| Items from a data source |
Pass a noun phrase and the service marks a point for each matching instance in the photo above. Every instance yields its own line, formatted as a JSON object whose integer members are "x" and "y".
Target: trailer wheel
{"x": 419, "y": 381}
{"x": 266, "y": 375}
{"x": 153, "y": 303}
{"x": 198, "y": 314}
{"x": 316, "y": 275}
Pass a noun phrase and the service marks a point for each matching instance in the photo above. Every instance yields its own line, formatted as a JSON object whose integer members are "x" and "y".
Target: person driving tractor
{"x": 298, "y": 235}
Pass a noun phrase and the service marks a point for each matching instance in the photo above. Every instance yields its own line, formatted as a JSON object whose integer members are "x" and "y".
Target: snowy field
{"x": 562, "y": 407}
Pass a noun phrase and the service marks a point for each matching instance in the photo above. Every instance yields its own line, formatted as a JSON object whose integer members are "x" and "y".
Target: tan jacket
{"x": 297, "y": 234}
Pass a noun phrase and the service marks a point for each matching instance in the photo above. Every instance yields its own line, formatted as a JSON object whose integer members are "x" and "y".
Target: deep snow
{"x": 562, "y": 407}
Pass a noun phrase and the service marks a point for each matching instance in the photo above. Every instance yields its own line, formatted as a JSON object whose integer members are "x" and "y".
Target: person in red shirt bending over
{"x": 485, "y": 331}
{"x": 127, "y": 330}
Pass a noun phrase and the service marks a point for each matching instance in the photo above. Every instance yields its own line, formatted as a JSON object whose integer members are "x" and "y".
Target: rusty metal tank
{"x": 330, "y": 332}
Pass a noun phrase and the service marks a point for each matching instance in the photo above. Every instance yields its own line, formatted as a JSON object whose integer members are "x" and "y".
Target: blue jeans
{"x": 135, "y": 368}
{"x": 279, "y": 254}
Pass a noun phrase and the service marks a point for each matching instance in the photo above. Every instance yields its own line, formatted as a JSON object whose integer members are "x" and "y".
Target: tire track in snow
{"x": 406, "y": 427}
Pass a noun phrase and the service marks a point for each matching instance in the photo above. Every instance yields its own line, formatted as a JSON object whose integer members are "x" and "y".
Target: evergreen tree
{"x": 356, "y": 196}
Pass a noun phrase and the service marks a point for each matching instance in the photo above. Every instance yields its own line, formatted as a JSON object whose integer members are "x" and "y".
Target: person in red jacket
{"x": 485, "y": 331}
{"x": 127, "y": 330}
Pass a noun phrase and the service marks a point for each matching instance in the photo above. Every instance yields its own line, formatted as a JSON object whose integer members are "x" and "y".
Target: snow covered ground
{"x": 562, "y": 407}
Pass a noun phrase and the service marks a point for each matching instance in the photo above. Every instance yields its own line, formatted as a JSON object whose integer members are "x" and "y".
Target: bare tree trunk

| YOUR GOAL |
Print all of the lines above so that each one matches its original exactly.

| TASK ANSWER |
Pass a noun phrase and the service marks a point for each matching instance in the photo above. Every instance yields its own line, formatted as a JSON object whose integer members are "x" and "y".
Target: trailer wheel
{"x": 419, "y": 381}
{"x": 266, "y": 375}
{"x": 153, "y": 303}
{"x": 198, "y": 314}
{"x": 316, "y": 275}
Pass a noun phrase and the service marks a point for each matching instance in the photo above. Every instance yields its own line, formatted as a JSON object whose integer members are "x" and "y".
Target: person driving tractor
{"x": 298, "y": 235}
Pass a noun phrase and the service marks a point for each matching instance in the photo above. Every instance yields its own line, formatted as a JSON object whose integer members are "x" and "y".
Target: snowy field
{"x": 562, "y": 407}
Pass a noun phrase and the service marks a point for each matching instance in the photo above. Every instance yields its own line, formatted as a JSON object whose integer members are "x" and "y".
Target: tan jacket
{"x": 297, "y": 234}
Pass a noun phrase and the service marks a point for each matching instance in the photo above. Every instance yields its own line, formatted as a JSON object whose integer members are "x" and "y".
Target: deep snow
{"x": 562, "y": 407}
Pass a noun phrase and the service marks a point for each matching instance in the photo above. Every instance yields its own line, formatted as a JSON object whose integer members are "x" and "y".
Target: person in red shirt bending over
{"x": 485, "y": 331}
{"x": 127, "y": 330}
Pass a noun phrase and the service marks a point for each matching instance in the photo above. Every instance yields its own line, formatted as a JSON object whose integer members are "x" and "y".
Target: rusty metal tank
{"x": 330, "y": 332}
Pass a noun phrase and the service marks a point for each matching instance in the photo above. Every instance yields its own line, formatted as a JSON object whose integer members are "x" and "y".
Target: blue jeans
{"x": 135, "y": 368}
{"x": 279, "y": 254}
Pass a noun phrase and the service marks a point for each matching instance in the photo above. Every instance yields its own line, formatted as a JSON object whose integer members are "x" and "y".
Target: tire track in snow
{"x": 406, "y": 427}
Pass a noun phrase and the service marks a point for each matching instance in the photo above. Every instance yields its own line, formatted as a JSON object whose integer members are "x" and "y".
Target: evergreen tree
{"x": 356, "y": 196}
Pass a noun phrase and the service marks a point for each matching instance in the photo above. Every instance yields its own line, formatted as a JSON object whose integer members are "x" and "y".
Target: person in red jacket
{"x": 485, "y": 331}
{"x": 127, "y": 330}
Pass a noun phrase and the service marks a point for each matching instance in the photo above. Every instance yields its own line, formatted as a JSON object whose integer members are "x" and "y".
Target: snow covered ground
{"x": 562, "y": 407}
Pass a noun phrase and the service marks a point for each matching instance in the photo above. Every instance yields its own line, formatted as a JSON object whose integer members are "x" and "y".
Target: bare tree trunk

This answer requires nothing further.